= Aim of the task =
Copy exactly the lines of the records below, and only those lines, beginning with the line that contains "Where can the orange" and ending with the line that contains "Where can the sunlight".

# # # # # # #

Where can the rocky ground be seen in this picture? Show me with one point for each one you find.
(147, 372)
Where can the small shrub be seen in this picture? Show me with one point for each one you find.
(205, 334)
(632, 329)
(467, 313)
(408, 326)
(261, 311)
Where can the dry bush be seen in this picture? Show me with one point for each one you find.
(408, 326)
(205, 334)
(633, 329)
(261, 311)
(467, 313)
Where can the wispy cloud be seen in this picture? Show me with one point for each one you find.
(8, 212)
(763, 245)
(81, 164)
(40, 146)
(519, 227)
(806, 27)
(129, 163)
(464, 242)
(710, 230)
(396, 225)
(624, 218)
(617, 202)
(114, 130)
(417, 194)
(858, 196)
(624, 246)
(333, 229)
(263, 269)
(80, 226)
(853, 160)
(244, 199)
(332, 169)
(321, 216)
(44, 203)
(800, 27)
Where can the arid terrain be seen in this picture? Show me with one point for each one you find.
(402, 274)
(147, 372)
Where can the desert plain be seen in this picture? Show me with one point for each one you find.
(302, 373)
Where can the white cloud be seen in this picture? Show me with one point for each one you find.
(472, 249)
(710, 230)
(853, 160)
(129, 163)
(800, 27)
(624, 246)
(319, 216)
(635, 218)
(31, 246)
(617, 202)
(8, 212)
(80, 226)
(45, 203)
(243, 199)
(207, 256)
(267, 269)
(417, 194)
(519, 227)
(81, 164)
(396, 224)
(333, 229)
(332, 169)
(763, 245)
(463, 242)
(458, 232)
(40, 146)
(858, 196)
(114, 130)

# # # # # # #

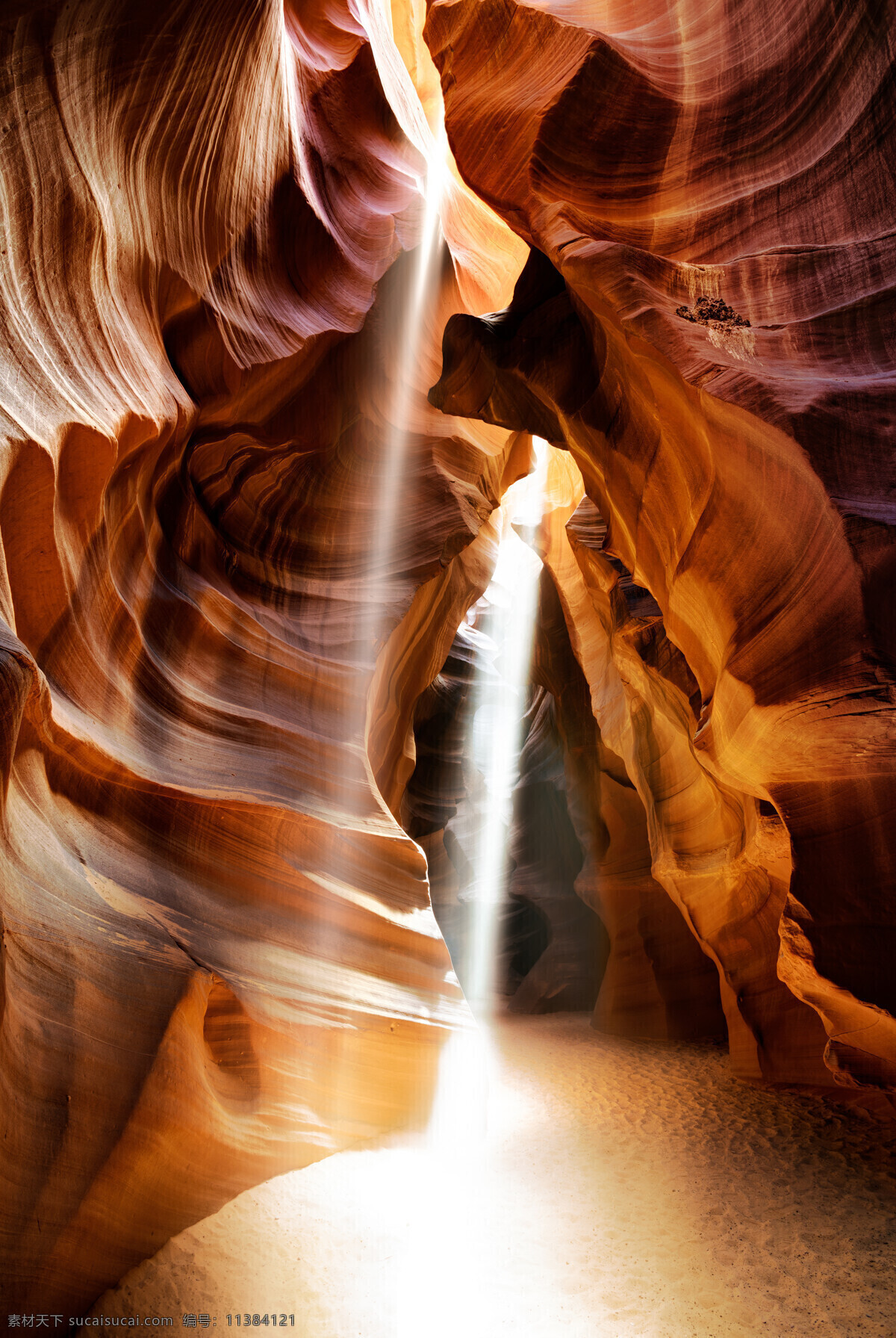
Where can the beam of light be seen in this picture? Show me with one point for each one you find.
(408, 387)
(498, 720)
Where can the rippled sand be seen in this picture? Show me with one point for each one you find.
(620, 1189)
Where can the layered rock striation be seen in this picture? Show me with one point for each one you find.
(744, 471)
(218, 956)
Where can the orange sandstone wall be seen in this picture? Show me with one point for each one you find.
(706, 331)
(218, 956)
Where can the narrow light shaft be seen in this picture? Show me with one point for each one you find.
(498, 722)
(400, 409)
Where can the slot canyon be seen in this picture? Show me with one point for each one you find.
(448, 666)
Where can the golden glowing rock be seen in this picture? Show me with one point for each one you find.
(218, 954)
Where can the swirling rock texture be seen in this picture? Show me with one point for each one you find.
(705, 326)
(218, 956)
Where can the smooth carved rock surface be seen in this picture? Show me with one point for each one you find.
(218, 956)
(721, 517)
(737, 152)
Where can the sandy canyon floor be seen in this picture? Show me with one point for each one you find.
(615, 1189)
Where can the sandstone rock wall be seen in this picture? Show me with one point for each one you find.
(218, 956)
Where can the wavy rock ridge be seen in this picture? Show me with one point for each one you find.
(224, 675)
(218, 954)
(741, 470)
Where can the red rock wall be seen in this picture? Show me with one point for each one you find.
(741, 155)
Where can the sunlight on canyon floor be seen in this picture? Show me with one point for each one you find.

# # # # # # #

= Result for this exercise =
Where can the orange sandstone wall be seen in this picture? Show me with one point for each one you find.
(706, 331)
(218, 956)
Where can the narrow light shaft be seen in this picture? Show me with one point for each one you find.
(498, 722)
(400, 409)
Where can the slot canyon be seen in this picture? Show me with one point for each one you find.
(448, 666)
Where can the golden glowing rock be seen in this picture? Show me with one point for each one you find.
(218, 954)
Where can the swirling rock texture be seen in this picture? Show me with one point for each one you find.
(705, 326)
(218, 956)
Where can the smooth carved rock surface be seen in this picture? Show me with one point for each one you find.
(218, 956)
(721, 517)
(737, 152)
Where can the sandy canyon floor be seen in this picture? Show me with one point for each one you find.
(615, 1189)
Where can the sandstone rock wall be seen in this picture? Show me with one point for each one you find.
(218, 956)
Where can the wavy rock ridge be seen in this picture? Show me with one point for each one you find.
(224, 675)
(218, 954)
(741, 470)
Where can the red rock wall be seen in this picture? Show me with one point for each one you find.
(741, 155)
Where can the sunlight on canyon floor be seen in this picture? Show me with one point for each one you find.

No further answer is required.